* [Your goal]: Write out the lines below from the start through the line containing "<point>495,452</point>", including that line and the requests. Multiply each coordinate in the answers by 0.95 and round to whole numbers, with halves rounding up, but leave the requests and their sample points unchanged.

* [Provided records]:
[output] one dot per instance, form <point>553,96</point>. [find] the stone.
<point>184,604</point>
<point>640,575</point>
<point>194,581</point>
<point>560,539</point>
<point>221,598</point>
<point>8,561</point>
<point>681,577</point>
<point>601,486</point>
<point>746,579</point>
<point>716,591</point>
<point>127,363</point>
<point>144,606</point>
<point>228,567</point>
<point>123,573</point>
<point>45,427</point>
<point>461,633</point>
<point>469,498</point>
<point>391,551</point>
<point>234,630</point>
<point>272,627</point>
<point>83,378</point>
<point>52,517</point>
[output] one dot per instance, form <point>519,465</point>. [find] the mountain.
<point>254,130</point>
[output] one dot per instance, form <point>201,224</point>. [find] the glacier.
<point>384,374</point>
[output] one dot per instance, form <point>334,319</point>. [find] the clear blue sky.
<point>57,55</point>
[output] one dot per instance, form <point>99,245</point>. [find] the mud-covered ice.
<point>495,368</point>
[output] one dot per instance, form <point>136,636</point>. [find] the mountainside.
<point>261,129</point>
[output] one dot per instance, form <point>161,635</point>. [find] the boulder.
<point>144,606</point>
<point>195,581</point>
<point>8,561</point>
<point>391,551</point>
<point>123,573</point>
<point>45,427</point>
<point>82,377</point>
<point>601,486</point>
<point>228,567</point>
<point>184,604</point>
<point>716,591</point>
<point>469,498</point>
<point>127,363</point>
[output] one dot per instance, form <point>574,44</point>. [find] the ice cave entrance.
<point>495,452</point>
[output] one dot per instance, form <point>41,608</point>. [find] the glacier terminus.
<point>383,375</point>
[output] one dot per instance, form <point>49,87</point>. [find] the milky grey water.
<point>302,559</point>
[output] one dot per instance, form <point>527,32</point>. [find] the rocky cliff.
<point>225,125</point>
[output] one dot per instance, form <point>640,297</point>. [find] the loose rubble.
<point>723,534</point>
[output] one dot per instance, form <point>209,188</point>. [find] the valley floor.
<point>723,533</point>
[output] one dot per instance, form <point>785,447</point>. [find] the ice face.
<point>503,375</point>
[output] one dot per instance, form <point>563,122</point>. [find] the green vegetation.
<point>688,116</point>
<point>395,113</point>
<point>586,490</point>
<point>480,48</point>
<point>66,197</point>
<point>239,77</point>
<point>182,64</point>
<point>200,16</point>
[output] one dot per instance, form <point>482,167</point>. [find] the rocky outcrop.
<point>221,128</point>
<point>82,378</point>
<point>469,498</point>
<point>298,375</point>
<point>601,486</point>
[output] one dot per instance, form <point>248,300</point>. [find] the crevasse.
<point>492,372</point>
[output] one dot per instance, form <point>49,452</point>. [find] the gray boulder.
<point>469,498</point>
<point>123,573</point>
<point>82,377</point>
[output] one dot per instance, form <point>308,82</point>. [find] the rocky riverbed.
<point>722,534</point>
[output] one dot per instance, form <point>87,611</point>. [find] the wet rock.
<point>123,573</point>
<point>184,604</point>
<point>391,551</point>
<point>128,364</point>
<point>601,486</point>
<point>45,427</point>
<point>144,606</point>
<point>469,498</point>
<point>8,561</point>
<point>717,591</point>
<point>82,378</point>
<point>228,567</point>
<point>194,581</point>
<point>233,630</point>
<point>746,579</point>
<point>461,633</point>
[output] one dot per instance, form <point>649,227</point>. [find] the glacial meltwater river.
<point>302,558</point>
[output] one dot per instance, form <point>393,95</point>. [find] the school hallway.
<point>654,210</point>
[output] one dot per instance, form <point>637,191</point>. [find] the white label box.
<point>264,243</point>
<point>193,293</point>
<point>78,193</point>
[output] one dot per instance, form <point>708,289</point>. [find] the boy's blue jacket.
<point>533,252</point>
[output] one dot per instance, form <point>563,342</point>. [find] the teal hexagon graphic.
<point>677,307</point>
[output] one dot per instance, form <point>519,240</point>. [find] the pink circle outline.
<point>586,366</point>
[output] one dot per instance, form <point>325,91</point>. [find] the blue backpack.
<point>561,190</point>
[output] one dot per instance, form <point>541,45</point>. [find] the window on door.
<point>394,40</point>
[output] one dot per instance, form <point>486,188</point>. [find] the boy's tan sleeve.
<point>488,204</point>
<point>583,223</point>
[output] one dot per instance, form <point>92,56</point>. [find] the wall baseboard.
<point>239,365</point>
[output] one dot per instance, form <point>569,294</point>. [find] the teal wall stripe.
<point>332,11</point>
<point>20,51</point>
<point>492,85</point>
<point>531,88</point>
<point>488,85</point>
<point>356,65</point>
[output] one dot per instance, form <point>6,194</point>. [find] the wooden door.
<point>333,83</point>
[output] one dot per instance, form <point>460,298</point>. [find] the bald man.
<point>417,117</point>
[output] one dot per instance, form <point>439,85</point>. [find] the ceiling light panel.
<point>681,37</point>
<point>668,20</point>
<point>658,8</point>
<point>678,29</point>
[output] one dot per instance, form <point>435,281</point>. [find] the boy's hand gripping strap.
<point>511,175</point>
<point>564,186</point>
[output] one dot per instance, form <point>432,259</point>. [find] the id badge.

* [Finished exercise]:
[output] one dot per instance, form <point>553,96</point>. [find] the stone.
<point>175,574</point>
<point>608,546</point>
<point>184,552</point>
<point>532,512</point>
<point>210,568</point>
<point>8,533</point>
<point>647,548</point>
<point>571,462</point>
<point>709,550</point>
<point>680,561</point>
<point>121,345</point>
<point>137,576</point>
<point>217,539</point>
<point>117,544</point>
<point>43,406</point>
<point>438,601</point>
<point>446,473</point>
<point>371,523</point>
<point>222,599</point>
<point>258,596</point>
<point>79,359</point>
<point>49,491</point>
[output] one dot per instance, form <point>519,465</point>. [find] the mountain.
<point>241,124</point>
[output] one dot per instance, form <point>201,224</point>. [find] the glacier.
<point>365,355</point>
[output] one dot per instance, form <point>334,319</point>. [find] the clear blue sky.
<point>54,52</point>
[output] one dot per instance, form <point>99,245</point>. [find] the mud-covered ice.
<point>470,350</point>
[output] one dot per instance, form <point>136,636</point>. [find] the mountainside.
<point>248,123</point>
[output] one dot per instance, form <point>161,635</point>. [find] the boulder.
<point>137,576</point>
<point>185,552</point>
<point>8,533</point>
<point>371,523</point>
<point>117,544</point>
<point>43,406</point>
<point>78,358</point>
<point>571,462</point>
<point>217,539</point>
<point>175,574</point>
<point>680,561</point>
<point>446,473</point>
<point>121,345</point>
[output] one dot per instance, form <point>574,44</point>. [find] the ice cave entrance.
<point>470,429</point>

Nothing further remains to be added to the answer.